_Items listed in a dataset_
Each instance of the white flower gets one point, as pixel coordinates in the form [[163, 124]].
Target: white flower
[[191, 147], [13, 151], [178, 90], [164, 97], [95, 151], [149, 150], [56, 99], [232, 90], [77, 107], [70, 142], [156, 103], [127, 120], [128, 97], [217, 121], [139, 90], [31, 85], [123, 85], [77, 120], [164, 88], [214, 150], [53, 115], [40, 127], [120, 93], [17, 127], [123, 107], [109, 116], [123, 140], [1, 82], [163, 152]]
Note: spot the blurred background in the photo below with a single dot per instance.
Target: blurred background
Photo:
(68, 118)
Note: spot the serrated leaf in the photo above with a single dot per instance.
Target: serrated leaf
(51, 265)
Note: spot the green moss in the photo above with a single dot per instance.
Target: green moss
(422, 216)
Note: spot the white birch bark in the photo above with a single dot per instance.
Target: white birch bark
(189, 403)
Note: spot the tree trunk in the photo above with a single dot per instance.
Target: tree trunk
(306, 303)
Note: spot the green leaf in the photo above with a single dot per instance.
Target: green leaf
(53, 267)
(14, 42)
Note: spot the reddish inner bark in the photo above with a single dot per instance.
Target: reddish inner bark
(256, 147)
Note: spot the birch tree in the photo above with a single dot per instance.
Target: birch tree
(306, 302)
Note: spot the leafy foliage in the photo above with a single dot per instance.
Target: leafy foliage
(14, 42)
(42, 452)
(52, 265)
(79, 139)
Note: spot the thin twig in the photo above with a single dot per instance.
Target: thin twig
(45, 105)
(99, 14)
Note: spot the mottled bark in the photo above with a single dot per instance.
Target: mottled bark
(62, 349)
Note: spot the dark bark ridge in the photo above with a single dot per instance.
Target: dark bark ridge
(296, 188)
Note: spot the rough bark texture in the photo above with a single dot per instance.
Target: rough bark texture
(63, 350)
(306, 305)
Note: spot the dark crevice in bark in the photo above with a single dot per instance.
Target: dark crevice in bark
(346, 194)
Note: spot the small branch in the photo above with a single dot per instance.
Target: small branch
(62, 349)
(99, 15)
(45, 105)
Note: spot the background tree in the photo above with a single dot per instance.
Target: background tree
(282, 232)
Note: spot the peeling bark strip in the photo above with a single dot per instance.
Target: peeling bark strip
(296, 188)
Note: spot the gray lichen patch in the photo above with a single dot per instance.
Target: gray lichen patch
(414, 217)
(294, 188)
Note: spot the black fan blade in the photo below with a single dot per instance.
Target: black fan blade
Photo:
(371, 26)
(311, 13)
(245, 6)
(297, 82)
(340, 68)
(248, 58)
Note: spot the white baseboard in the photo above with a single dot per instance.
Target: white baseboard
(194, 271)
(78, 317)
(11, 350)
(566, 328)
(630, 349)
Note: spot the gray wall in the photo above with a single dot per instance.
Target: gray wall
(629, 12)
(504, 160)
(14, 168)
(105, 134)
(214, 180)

_What is required_
State in a single number how many lines in the data include the word "black".

_Answer to the exercise_
2